◆ EXERCISE DIRECTIONS ◆
Only the lines from the one containing "Target: boy's arm" through the last line below should be written out, exactly and with both ends kept.

___ DATA PROVIDED ___

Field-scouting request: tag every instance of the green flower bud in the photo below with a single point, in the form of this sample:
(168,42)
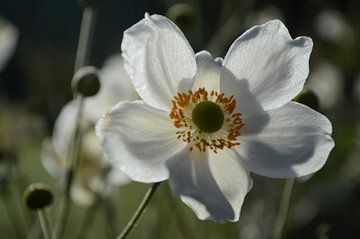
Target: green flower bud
(309,98)
(38,196)
(86,81)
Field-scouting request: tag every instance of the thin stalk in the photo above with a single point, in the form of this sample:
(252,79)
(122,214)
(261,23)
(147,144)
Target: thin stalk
(82,57)
(131,224)
(43,223)
(86,37)
(89,219)
(16,233)
(283,209)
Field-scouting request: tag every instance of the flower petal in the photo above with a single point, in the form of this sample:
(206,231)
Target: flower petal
(212,185)
(159,60)
(274,66)
(291,141)
(115,87)
(138,139)
(208,72)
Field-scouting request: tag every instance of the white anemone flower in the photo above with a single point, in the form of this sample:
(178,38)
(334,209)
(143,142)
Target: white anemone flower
(94,176)
(206,123)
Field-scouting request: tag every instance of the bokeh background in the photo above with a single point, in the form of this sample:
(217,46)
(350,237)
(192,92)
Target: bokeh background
(35,85)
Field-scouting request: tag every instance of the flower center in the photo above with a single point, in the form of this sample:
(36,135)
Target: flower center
(208,116)
(206,121)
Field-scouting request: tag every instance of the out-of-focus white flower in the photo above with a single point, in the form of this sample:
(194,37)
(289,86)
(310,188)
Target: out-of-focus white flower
(94,175)
(8,40)
(205,123)
(332,26)
(326,80)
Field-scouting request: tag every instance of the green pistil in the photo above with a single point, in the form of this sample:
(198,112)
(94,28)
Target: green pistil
(208,116)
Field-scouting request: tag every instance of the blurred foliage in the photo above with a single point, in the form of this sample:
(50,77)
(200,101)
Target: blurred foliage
(35,84)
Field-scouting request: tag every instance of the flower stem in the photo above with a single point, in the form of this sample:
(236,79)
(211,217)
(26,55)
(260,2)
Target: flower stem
(43,223)
(82,57)
(130,225)
(283,209)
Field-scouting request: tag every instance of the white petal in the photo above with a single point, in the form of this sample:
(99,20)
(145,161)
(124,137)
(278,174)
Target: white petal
(8,39)
(138,139)
(291,141)
(208,72)
(267,64)
(50,159)
(159,60)
(115,87)
(212,185)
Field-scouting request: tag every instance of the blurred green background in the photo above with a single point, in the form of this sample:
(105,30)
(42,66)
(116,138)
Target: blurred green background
(35,84)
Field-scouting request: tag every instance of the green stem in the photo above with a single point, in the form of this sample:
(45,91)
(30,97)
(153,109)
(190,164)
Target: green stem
(82,57)
(43,223)
(283,209)
(86,37)
(130,225)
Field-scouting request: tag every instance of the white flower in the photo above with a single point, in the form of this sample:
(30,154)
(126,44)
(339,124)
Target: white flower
(204,123)
(94,175)
(8,39)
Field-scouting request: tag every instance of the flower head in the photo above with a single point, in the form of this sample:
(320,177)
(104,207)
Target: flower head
(205,123)
(94,175)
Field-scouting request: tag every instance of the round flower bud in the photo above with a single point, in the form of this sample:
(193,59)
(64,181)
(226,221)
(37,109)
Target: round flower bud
(308,98)
(182,14)
(86,81)
(38,196)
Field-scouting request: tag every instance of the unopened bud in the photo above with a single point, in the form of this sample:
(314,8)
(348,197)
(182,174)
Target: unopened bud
(38,196)
(308,98)
(86,81)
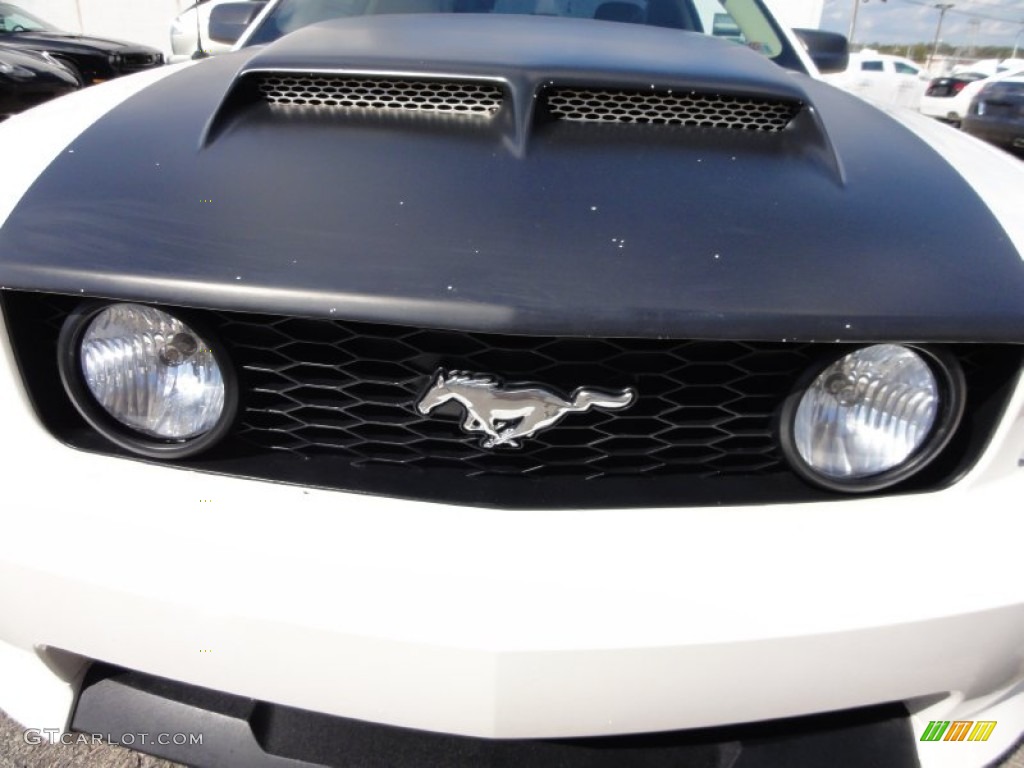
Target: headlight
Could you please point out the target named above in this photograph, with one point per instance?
(146, 380)
(872, 418)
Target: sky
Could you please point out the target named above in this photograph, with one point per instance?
(998, 22)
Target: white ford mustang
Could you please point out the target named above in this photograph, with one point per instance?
(498, 383)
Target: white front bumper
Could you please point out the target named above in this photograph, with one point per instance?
(510, 624)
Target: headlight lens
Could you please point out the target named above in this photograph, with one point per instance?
(146, 380)
(152, 372)
(872, 418)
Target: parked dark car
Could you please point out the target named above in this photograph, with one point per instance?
(28, 78)
(996, 114)
(93, 59)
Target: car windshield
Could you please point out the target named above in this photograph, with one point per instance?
(741, 22)
(13, 18)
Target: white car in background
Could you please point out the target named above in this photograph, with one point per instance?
(190, 32)
(885, 79)
(949, 98)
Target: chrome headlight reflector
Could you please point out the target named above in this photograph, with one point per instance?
(146, 380)
(872, 418)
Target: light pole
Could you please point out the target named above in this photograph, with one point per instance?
(853, 23)
(943, 7)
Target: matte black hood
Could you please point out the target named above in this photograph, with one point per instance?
(198, 192)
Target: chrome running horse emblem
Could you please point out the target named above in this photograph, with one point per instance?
(506, 415)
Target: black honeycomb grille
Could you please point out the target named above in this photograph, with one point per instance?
(667, 108)
(351, 92)
(332, 404)
(350, 390)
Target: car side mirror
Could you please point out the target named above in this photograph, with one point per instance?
(828, 50)
(228, 20)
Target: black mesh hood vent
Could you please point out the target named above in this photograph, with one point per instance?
(340, 91)
(668, 108)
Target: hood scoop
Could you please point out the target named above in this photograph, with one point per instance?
(667, 108)
(340, 91)
(515, 77)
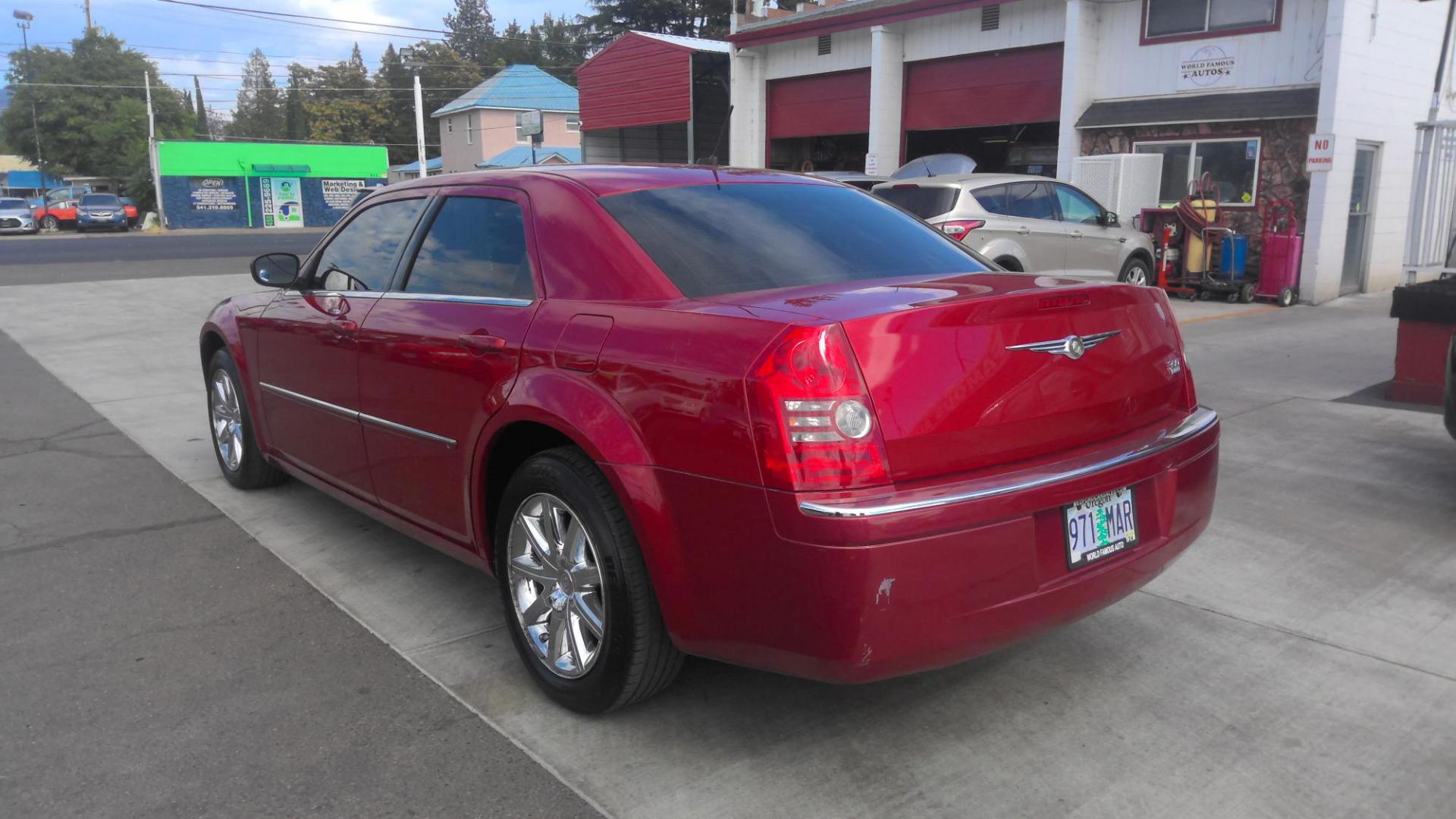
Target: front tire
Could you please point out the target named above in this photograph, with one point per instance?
(579, 602)
(1134, 271)
(232, 425)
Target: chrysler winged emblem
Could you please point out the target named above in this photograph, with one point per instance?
(1072, 347)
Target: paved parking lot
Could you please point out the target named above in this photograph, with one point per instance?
(1301, 661)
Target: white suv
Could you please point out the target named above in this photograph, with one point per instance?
(1027, 223)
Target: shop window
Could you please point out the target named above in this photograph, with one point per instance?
(1180, 19)
(1231, 164)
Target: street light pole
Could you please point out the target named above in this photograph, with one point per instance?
(22, 20)
(413, 63)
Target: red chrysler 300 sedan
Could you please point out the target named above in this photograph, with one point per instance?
(742, 414)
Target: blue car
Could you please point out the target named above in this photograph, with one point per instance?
(101, 212)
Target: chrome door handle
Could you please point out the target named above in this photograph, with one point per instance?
(482, 343)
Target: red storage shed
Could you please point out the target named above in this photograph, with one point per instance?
(648, 96)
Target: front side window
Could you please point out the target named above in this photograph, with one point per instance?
(362, 257)
(737, 238)
(1172, 18)
(1232, 168)
(1076, 207)
(475, 246)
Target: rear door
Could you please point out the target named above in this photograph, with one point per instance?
(308, 347)
(440, 352)
(1027, 216)
(1092, 249)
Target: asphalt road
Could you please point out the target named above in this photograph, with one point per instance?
(105, 257)
(156, 661)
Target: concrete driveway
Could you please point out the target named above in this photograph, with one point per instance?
(1301, 661)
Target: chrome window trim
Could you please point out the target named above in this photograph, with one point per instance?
(356, 416)
(1196, 423)
(495, 300)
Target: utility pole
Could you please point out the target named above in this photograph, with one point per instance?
(413, 61)
(22, 20)
(152, 150)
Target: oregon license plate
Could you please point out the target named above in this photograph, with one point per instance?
(1100, 526)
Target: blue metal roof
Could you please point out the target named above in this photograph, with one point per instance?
(520, 88)
(414, 167)
(520, 156)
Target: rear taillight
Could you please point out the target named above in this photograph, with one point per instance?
(962, 228)
(814, 422)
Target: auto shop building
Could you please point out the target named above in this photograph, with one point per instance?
(1234, 88)
(209, 184)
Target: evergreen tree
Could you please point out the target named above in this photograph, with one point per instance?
(259, 107)
(472, 30)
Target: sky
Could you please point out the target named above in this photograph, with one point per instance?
(187, 41)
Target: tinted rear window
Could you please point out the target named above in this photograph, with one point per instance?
(927, 203)
(759, 237)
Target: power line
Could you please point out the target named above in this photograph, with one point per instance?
(267, 15)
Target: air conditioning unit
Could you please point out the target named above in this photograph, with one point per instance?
(1123, 183)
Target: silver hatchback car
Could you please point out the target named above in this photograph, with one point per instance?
(1027, 223)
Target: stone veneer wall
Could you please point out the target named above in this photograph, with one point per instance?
(1282, 162)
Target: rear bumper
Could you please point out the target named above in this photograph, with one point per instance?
(856, 598)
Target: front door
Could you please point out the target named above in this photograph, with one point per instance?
(438, 354)
(1357, 224)
(1092, 249)
(308, 346)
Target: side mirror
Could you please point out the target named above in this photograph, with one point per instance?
(275, 270)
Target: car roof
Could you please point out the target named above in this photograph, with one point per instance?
(607, 180)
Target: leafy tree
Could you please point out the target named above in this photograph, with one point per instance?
(472, 28)
(685, 18)
(259, 111)
(98, 131)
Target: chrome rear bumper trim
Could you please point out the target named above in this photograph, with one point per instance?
(1200, 420)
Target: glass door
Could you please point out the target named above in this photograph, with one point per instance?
(1357, 228)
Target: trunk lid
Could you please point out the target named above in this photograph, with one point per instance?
(952, 391)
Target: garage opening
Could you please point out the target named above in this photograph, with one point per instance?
(999, 108)
(819, 123)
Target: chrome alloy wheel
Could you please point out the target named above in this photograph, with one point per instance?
(228, 420)
(557, 588)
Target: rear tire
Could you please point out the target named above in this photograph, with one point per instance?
(1134, 271)
(632, 657)
(232, 426)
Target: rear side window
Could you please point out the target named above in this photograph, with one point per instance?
(736, 238)
(475, 246)
(362, 257)
(924, 202)
(1021, 200)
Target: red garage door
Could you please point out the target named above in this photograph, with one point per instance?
(983, 89)
(819, 105)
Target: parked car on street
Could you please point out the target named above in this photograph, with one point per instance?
(1027, 223)
(830, 442)
(101, 212)
(57, 207)
(15, 216)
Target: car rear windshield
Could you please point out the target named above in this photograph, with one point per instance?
(737, 238)
(921, 200)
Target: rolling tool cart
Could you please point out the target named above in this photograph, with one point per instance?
(1283, 248)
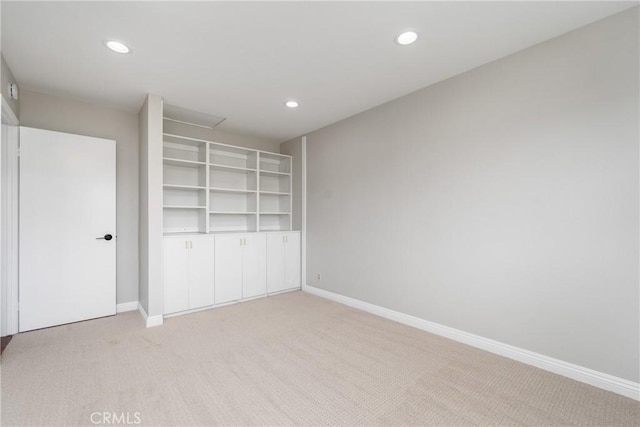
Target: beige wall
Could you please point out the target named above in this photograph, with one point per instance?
(294, 149)
(61, 114)
(502, 202)
(6, 77)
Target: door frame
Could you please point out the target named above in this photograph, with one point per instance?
(9, 280)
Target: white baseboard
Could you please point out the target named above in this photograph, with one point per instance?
(127, 306)
(579, 373)
(150, 320)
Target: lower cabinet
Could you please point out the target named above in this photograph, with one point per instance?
(188, 273)
(205, 270)
(240, 261)
(283, 261)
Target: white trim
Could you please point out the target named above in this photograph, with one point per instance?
(579, 373)
(8, 116)
(9, 304)
(303, 214)
(126, 306)
(283, 291)
(149, 320)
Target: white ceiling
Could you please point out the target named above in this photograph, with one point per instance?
(242, 60)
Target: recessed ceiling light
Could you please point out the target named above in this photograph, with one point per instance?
(117, 46)
(407, 37)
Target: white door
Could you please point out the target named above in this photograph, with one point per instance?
(67, 228)
(228, 268)
(176, 274)
(275, 262)
(201, 271)
(292, 261)
(254, 265)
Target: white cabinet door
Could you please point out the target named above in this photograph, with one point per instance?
(201, 271)
(254, 265)
(176, 275)
(292, 260)
(275, 262)
(228, 268)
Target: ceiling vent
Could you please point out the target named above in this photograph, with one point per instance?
(190, 117)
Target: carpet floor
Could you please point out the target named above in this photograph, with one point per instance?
(291, 359)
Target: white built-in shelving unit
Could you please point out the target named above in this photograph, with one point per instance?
(209, 187)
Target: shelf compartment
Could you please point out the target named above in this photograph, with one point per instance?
(275, 222)
(275, 202)
(232, 179)
(232, 222)
(276, 163)
(184, 149)
(232, 202)
(238, 169)
(184, 174)
(273, 173)
(230, 190)
(186, 187)
(275, 183)
(184, 163)
(186, 219)
(224, 155)
(184, 196)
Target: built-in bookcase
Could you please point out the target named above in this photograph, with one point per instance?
(210, 187)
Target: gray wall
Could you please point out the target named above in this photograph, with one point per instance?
(6, 77)
(294, 149)
(56, 113)
(502, 202)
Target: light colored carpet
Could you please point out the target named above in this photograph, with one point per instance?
(292, 359)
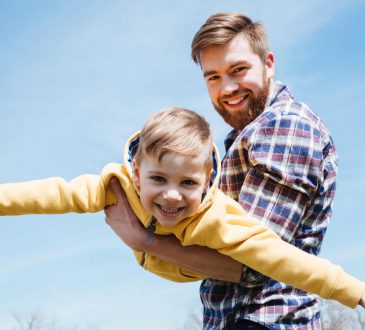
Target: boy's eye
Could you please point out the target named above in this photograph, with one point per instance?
(158, 178)
(239, 69)
(189, 182)
(211, 78)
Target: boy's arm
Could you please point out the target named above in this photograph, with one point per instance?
(86, 193)
(168, 249)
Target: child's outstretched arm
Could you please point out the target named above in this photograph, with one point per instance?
(83, 194)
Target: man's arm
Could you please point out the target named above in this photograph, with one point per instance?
(203, 260)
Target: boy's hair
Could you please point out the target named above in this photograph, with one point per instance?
(221, 28)
(176, 130)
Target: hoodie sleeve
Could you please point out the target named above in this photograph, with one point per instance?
(85, 193)
(166, 270)
(227, 228)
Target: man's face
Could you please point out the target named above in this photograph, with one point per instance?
(172, 188)
(238, 82)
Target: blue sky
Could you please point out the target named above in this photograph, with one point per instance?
(78, 77)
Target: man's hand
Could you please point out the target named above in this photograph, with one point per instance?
(123, 221)
(362, 300)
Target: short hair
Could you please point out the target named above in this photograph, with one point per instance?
(221, 28)
(176, 130)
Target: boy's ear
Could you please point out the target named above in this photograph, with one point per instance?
(136, 173)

___

◆ FULL OUTPUT ◆
Target: boy's arm
Could you please point out the target named above in this photograph, with one point per instance?
(86, 193)
(168, 249)
Target: child's outstretched arm
Could you please point out the target named above in this photograph, with one point per instance?
(83, 194)
Target: man's arm
Could you please point out the target named above in this photograph, with one point per instance?
(203, 260)
Target: boy's hair
Could you please point out the target named above in this photograph, with one point per instance?
(221, 28)
(176, 130)
Target: hoodie sleeve
Could you please point out the target named above in this photograph, with one point per instance?
(85, 193)
(166, 270)
(227, 228)
Target: man's face
Could you please point out the target named above in this photograph, with one point per instance?
(172, 188)
(238, 82)
Target: blue sky
Could you please point out the target named above in this photograph, with one point per instance?
(78, 77)
Target: man's hand
Could you please point out the target named above in this photograph, with one point per instance?
(123, 221)
(362, 300)
Target: short hair
Could you please point out the target named above in this photograph, with one point per instance?
(221, 28)
(176, 130)
Target: boy's ear
Could you please point out the target named above in this photograph, with one point per instance?
(136, 173)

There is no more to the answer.